Stored data entries:
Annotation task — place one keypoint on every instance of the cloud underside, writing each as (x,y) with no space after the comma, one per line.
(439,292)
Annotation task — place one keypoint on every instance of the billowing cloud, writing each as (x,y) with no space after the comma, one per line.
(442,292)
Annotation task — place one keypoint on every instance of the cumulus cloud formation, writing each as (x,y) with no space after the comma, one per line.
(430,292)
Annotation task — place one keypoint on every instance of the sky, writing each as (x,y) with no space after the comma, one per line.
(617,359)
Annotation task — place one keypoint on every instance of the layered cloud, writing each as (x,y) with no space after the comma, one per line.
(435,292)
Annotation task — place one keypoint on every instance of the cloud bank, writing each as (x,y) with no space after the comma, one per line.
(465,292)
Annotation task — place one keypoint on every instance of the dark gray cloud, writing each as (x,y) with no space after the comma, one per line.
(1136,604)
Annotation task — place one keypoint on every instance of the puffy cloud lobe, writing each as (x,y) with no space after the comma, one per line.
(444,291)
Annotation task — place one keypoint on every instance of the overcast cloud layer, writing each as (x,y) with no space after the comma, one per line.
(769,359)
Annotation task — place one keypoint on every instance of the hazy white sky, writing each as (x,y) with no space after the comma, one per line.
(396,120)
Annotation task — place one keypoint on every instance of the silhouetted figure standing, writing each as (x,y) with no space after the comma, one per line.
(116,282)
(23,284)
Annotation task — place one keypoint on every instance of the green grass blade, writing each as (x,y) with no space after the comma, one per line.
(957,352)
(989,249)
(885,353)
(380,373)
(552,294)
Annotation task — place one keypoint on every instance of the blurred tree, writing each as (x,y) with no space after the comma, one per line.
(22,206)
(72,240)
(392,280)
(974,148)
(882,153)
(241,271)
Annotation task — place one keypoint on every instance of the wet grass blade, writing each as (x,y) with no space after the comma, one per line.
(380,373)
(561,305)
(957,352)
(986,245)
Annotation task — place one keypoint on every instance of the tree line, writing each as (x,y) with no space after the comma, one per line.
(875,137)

Task directions: Retype all of the records above verbatim, changing nothing.

Completed exercise:
Annotation task — place one keypoint on every instance of the cloud underside, writing each as (x,y) with no space after the comma, one per line.
(439,292)
Annotation task — place one keypoint on every instance of the billowing cloud, writing each as (x,y) with no space after the comma, one per line.
(442,292)
Annotation task — place one keypoint on every instance of the cumulus cloud formation, writing each as (x,y) with no space after the comma, one per line.
(430,292)
Annotation task — place one keypoint on every instance of the sky, writing each as (x,y) with no space after the comma, one per line.
(617,359)
Annotation task — place one keypoint on every instance of the layered cloud, writing each as (x,y) with no space after the comma, one per line.
(435,292)
Annotation task — place one keypoint on every instance of the cloud bank, writing each as (x,y) with no space after the comma, one per line.
(465,292)
Annotation task — place one keypoint on every instance of the dark gray cloud, writing each as (x,y) with no space after the comma, one per line.
(1136,604)
Annotation task — place one keypoint on every instance of the puffy cloud lobe, writing each as (x,y) with no space after the comma, one per line.
(444,291)
Annotation task — place one keypoint on every instance of the overcast cloud layer, writing each as (x,y) with no space after the comma, one per line.
(769,359)
Annotation task — place one keypoint on every instance of the hazy white sky, writing each as (x,y) with no space after the comma, one per line.
(396,120)
Annotation task — place one keypoint on every instance of the silhouetted figure standing, writing each as (x,y) with no space after the comma, one per line.
(116,282)
(23,284)
Annotation task — place one keypoint on every instance of the green grass blade, writing each as (x,y) with no space after the comma, one per line.
(957,352)
(989,249)
(885,353)
(380,373)
(552,294)
Annotation task — place one keypoint on every instance of the blurred tree, writing each as (x,y) with no space after the comma, one per line.
(22,206)
(72,240)
(392,280)
(974,148)
(882,153)
(241,271)
Annotation task — place one keypoint on every instance of the wet grass blade, writing each as (x,y) with no space after the comma, one per line.
(380,373)
(561,305)
(957,352)
(986,245)
Annotation task — place one keypoint on every instance of the tree line, writing each as (x,y) with no space after the comma, one per line.
(875,137)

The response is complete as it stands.